Glenn E. Bugos is head of The Prologue Group, a company specializing in the study of the history of high technology. He has worked on supersonic flight, having written a history of the development of the McDonnell F-4 Phantom II, Engineering the F-4 Phantom II: Parts into Systems (Naval Institute Press, 1996).

Andrew J. Butrica, a graduate of the doctoral program in the history of science and technology at Iowa State University, is a research historian and author of numerous articles and papers on the history of electricity and electrical engineering in the United States and France and the history of science and technology in nineteenth-century France. He is the author of a corporate history, Out of Thin Air: A History of Air Products and Chemicals, Inc., 1940-1990, published by Praeger in 1990; To Seen the Unseen: A History of Planetary Radar Astronomy, published as SP-4218 in the NASA History Series in 1996; and editor of Beyond the Ionosphere: Fifty Years of Satellite Communication (NASA SP-4217, 1997).

Steven T. Corneliussen, a longtime student of NACA history, is an editor and writer at Jefferson Lab, a national particle physics laboratory near NASA Langley Research Center, Hampton, Virginia.

Vinginia P. Dawson is founder and president of History Enterprises, Inc., located in Cleveland, Ohio. The company specializes in producing business and institutional histories in a variety of print and electronic formats and organizing archives. She is author of Engines and Innovation: Lewis Laboratory and American Propulsion Technology (NASA-SP-4306).

* _DATA EXCERPT_
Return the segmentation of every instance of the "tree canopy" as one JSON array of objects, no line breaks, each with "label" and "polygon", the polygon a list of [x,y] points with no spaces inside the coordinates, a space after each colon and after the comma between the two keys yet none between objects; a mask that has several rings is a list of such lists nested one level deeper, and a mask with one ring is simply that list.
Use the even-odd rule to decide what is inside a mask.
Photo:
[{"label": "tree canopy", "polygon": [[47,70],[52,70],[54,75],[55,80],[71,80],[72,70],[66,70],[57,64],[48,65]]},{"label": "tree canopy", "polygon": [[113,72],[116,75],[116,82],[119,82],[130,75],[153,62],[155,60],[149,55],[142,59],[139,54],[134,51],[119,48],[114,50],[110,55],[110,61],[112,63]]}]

* _OBJECTIVES_
a) List the surnames of the people the contributor notes describe.
b) Output the part of the contributor notes that opens with the words containing "Steven T. Corneliussen, a" and closes with "Propulsion Technology (NASA-SP-4306).".

* _PER-TASK OUTPUTS_
a)
Bugos
Butrica
Corneliussen
Dawson

b)
Steven T. Corneliussen, a longtime student of NACA history, is an editor and writer at Jefferson Lab, a national particle physics laboratory near NASA Langley Research Center, Hampton, Virginia.

Vinginia P. Dawson is founder and president of History Enterprises, Inc., located in Cleveland, Ohio. The company specializes in producing business and institutional histories in a variety of print and electronic formats and organizing archives. She is author of Engines and Innovation: Lewis Laboratory and American Propulsion Technology (NASA-SP-4306).